Ms. Ennslin: My grandfather lived in it when they came from Switzerland. 

Tape goes off, then back on 

Ms. Ennslin: Crock (sic) pies; we used to make crock pies and Charlie Bevins (sic) would shoot (sic) them out and take them to Waynesburg to auction….got stuck in the mud. 

Tape goes off, then back on 

Ms. Ennslin: My grandfather sold a bunch of cattle and he got a couple hundred dollars for it and that night somebody came and murdered him.  They didn’t find him for a couple of days. 

Tape goes off, then back on 

Ms. Ennslin: ….with a pair of oxen, and he got ten cents apiece for them and mostly had to take it out in trade, because he couldn’t get cash no way or how.  Do you want that, too?  And, my grandfather sold several cattle, and he got a couple hundred dollars for them and somebody murdered him that night.  They found…. 

Tape goes off, then back on 

Ms. Ennslin: My grandmother {  } died in 1888.  She was the first person buried in the Catholic cemetery. 

Mr. Reed: The same cemetery that’s down here? 

Ms. Ennslin: Uh huh (yes); in 1888. 

Tape goes off, then back on 

Ms. Ennslin: Next to (sic) the Lutheran Church his dad had a building there, and he made shoes…he made shoes, and he was the postmaster. 

Mr. Reed: That’s where the Post Office was. 

Ms. Ennslin: The Post Office…they had a Post Office at O.K (sic) when I was born, down there at Schneider’s (sic). 

Mr. Reed: Oh, there was one down there? 

Ms. Ennslin: Uh huh (yes). 

Mr. Reed: That’s where they call O.K. 

Ms. Ennslin: Yeah, that’s where O.K. is. 

Mr. Reed: Okay. 

Ms. Ennslin: Down there between Schneider’s…we used to have to go there to get our mail.  That was back when they {  } to this Post Office, later on, a few years later, but then we {  }…. 

Tape goes off, then back on 

Ms. Ennslin: There was a huckster used to come through here and they’d buy chickens and you’d get your…they’d buy chickens and eggs and you’d trade ‘em in for produce, sugar and coffee and coal oil and candy.  You always got a gumdrop on a coal oil can for the kids. 

Mr. Reed: What did you trade the most of. 

Ms. Ennslin: Huh? 

Mr. Reed: What did you trade for, for his items? 

Ms. Ennslin: We always lived next to the store.  We didn’t have to do much trading with the hucksters.

# # # # #

The task
Reproduce the interview transcript word for word between "Mr. Reed: That’s where the Post" and "where O.K. is.", inclusive.

Lines of data:
# # # # #

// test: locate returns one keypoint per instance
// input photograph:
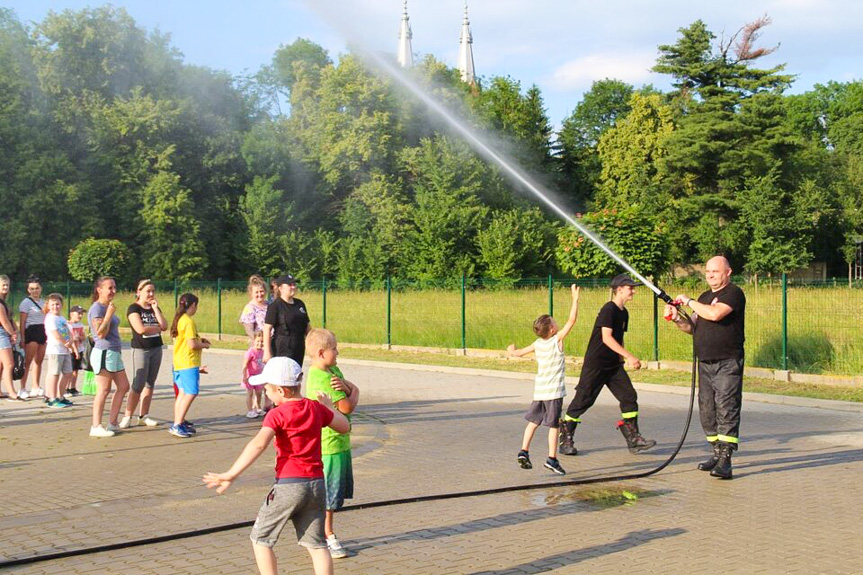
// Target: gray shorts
(545, 413)
(58, 364)
(302, 502)
(145, 367)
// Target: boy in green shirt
(325, 377)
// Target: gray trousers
(720, 395)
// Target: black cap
(623, 280)
(285, 279)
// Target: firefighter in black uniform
(603, 365)
(719, 335)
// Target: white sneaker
(99, 431)
(335, 547)
(148, 421)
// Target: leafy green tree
(444, 178)
(172, 246)
(638, 238)
(92, 258)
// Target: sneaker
(335, 547)
(179, 431)
(553, 464)
(148, 421)
(99, 431)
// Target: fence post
(389, 311)
(219, 306)
(655, 327)
(324, 303)
(463, 317)
(784, 321)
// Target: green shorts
(106, 359)
(339, 476)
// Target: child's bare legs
(265, 557)
(103, 388)
(181, 406)
(51, 386)
(146, 400)
(7, 363)
(528, 435)
(122, 384)
(553, 434)
(321, 561)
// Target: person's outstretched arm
(253, 450)
(573, 314)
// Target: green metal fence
(791, 326)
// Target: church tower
(465, 52)
(405, 54)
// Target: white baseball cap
(281, 371)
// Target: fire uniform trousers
(590, 383)
(720, 395)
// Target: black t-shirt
(721, 339)
(148, 318)
(289, 321)
(598, 354)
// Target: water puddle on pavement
(604, 497)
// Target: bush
(92, 258)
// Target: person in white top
(59, 351)
(550, 386)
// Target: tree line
(121, 158)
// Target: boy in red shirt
(299, 493)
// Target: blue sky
(560, 45)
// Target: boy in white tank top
(549, 388)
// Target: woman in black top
(148, 323)
(289, 321)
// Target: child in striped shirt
(549, 388)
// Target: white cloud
(579, 74)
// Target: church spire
(465, 51)
(405, 54)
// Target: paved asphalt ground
(794, 506)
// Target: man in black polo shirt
(288, 320)
(719, 335)
(603, 365)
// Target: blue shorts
(339, 477)
(188, 380)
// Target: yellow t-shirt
(184, 356)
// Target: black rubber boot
(634, 441)
(709, 464)
(722, 470)
(567, 442)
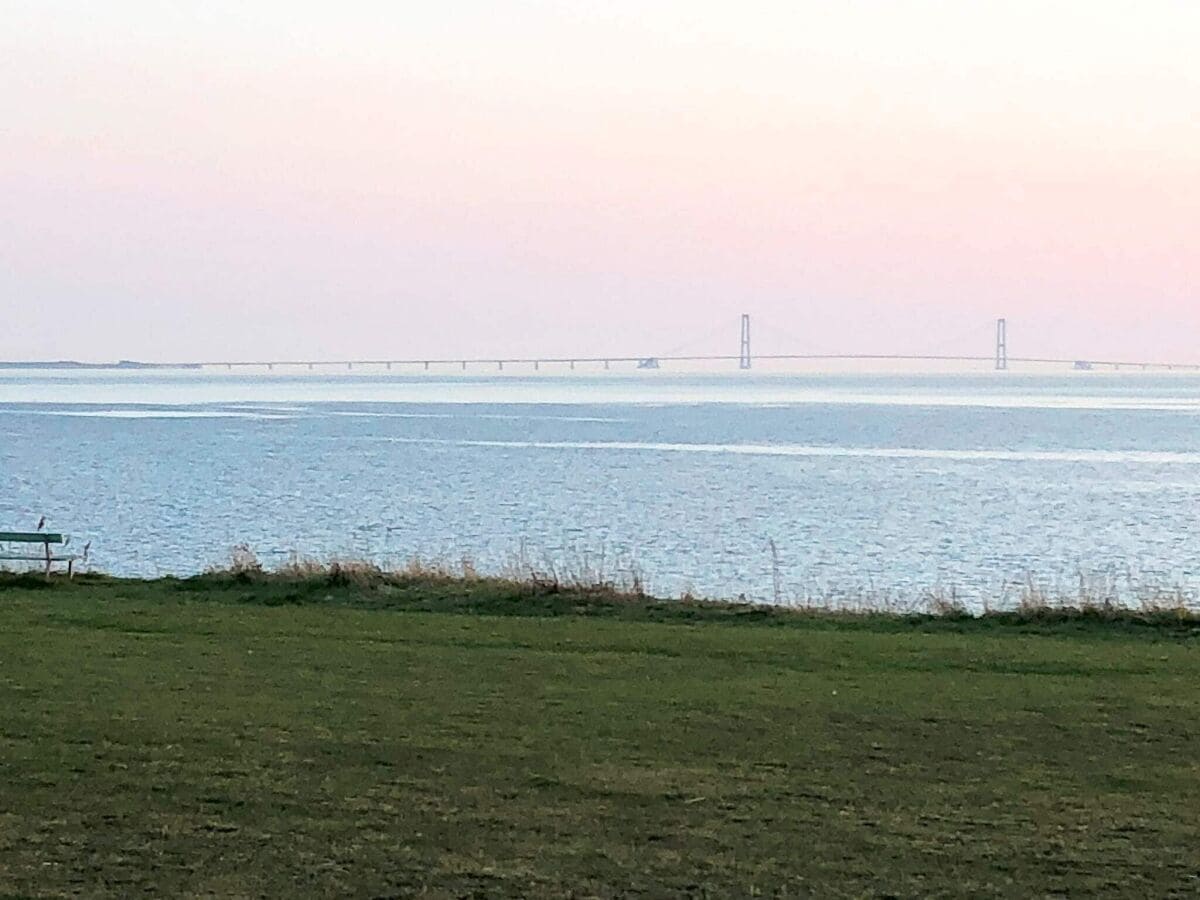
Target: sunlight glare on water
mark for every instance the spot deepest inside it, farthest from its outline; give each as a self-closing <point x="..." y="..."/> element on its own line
<point x="892" y="484"/>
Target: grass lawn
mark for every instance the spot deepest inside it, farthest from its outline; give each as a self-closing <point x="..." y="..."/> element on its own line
<point x="225" y="737"/>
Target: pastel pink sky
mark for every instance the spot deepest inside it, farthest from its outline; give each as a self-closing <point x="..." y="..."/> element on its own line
<point x="390" y="179"/>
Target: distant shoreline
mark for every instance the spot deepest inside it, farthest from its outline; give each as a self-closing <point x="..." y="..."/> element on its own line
<point x="125" y="364"/>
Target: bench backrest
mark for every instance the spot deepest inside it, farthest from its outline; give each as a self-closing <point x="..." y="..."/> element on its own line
<point x="30" y="538"/>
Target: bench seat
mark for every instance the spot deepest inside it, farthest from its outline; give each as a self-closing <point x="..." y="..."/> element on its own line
<point x="46" y="539"/>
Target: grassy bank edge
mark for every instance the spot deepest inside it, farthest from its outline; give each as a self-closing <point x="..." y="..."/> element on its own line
<point x="369" y="588"/>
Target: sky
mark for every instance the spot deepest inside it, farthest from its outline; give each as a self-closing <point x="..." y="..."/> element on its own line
<point x="231" y="180"/>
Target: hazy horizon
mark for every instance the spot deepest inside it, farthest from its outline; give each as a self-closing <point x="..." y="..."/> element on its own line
<point x="383" y="180"/>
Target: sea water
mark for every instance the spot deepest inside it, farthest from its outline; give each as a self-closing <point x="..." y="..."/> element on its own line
<point x="774" y="487"/>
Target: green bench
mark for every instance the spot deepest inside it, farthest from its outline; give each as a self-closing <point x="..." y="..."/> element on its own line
<point x="47" y="556"/>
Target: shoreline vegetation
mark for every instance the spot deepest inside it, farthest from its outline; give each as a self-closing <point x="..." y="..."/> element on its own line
<point x="531" y="591"/>
<point x="334" y="730"/>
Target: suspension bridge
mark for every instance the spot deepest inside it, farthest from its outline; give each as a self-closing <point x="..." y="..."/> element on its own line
<point x="744" y="359"/>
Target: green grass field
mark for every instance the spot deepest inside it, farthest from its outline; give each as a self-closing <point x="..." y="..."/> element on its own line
<point x="271" y="738"/>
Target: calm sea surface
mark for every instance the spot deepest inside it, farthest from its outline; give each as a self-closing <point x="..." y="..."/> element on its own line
<point x="876" y="485"/>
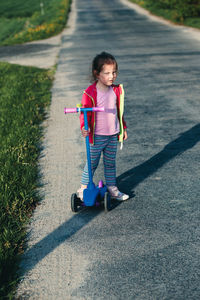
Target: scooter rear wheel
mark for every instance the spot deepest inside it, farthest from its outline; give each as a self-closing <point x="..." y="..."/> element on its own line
<point x="107" y="201"/>
<point x="74" y="202"/>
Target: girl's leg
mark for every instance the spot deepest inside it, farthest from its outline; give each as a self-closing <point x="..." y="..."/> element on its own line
<point x="95" y="153"/>
<point x="109" y="159"/>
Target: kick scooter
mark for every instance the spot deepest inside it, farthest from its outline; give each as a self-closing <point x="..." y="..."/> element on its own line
<point x="92" y="195"/>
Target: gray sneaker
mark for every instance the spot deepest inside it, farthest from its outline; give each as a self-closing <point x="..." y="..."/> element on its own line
<point x="116" y="194"/>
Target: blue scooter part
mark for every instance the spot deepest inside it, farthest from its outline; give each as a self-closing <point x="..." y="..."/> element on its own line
<point x="91" y="193"/>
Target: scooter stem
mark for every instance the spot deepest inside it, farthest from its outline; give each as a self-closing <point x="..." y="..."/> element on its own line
<point x="91" y="183"/>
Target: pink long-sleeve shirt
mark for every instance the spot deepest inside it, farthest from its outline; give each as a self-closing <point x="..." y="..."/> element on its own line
<point x="107" y="122"/>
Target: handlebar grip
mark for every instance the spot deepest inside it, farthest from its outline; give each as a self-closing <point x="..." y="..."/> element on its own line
<point x="70" y="110"/>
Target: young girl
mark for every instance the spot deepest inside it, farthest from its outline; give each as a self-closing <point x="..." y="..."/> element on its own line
<point x="105" y="128"/>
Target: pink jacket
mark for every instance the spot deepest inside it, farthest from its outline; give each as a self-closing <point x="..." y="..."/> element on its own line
<point x="89" y="99"/>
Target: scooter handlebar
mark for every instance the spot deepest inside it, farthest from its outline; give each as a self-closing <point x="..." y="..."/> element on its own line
<point x="70" y="110"/>
<point x="77" y="109"/>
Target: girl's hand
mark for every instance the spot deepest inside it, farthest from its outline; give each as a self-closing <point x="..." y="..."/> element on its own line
<point x="85" y="132"/>
<point x="125" y="135"/>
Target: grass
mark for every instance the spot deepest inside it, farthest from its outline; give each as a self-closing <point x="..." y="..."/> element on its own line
<point x="24" y="97"/>
<point x="173" y="15"/>
<point x="24" y="21"/>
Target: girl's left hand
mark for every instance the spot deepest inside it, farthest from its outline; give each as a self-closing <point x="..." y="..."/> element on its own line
<point x="125" y="135"/>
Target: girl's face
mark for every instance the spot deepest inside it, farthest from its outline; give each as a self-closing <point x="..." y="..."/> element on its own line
<point x="107" y="75"/>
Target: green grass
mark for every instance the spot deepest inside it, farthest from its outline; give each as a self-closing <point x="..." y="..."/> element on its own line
<point x="24" y="97"/>
<point x="24" y="21"/>
<point x="178" y="14"/>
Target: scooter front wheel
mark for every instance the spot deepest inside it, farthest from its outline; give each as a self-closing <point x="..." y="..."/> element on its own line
<point x="107" y="201"/>
<point x="74" y="202"/>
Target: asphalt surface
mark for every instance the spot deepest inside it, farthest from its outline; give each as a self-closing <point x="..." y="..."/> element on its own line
<point x="146" y="247"/>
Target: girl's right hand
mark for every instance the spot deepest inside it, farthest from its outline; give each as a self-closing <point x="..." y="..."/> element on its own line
<point x="85" y="132"/>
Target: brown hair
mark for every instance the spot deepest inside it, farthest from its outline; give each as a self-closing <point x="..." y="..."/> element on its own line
<point x="100" y="60"/>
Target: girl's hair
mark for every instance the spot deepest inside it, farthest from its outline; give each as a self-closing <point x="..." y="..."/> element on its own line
<point x="100" y="60"/>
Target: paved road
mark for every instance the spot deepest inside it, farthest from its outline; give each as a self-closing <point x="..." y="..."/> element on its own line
<point x="147" y="247"/>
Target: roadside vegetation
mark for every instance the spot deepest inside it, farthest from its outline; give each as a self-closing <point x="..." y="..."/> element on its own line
<point x="185" y="12"/>
<point x="24" y="21"/>
<point x="24" y="99"/>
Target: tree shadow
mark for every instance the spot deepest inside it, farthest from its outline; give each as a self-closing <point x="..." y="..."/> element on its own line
<point x="131" y="178"/>
<point x="127" y="181"/>
<point x="61" y="234"/>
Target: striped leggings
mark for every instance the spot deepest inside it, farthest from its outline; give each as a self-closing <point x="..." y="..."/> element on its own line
<point x="107" y="145"/>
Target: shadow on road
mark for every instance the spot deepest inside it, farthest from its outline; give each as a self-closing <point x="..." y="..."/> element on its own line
<point x="130" y="179"/>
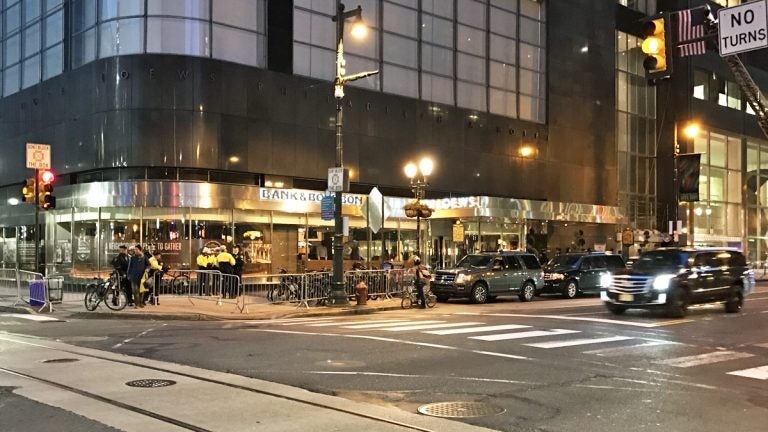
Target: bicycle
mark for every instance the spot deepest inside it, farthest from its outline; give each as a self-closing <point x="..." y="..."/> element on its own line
<point x="108" y="291"/>
<point x="409" y="297"/>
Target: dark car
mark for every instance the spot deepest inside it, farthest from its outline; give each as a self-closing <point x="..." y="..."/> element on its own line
<point x="673" y="278"/>
<point x="580" y="273"/>
<point x="481" y="277"/>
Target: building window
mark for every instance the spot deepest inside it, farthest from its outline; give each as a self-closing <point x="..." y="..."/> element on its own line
<point x="635" y="135"/>
<point x="476" y="54"/>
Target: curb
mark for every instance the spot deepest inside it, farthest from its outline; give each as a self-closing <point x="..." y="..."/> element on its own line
<point x="198" y="316"/>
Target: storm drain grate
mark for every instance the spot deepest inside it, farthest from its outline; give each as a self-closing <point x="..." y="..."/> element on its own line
<point x="64" y="360"/>
<point x="460" y="409"/>
<point x="150" y="383"/>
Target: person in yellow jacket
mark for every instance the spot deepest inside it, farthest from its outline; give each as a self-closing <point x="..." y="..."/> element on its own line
<point x="202" y="261"/>
<point x="226" y="263"/>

# # # # #

Solution below
Mr. Reed: That’s where the Post Office was. 

Ms. Ennslin: The Post Office…they had a Post Office at O.K (sic) when I was born, down there at Schneider’s (sic). 

Mr. Reed: Oh, there was one down there? 

Ms. Ennslin: Uh huh (yes). 

Mr. Reed: That’s where they call O.K. 

Ms. Ennslin: Yeah, that’s where O.K. is.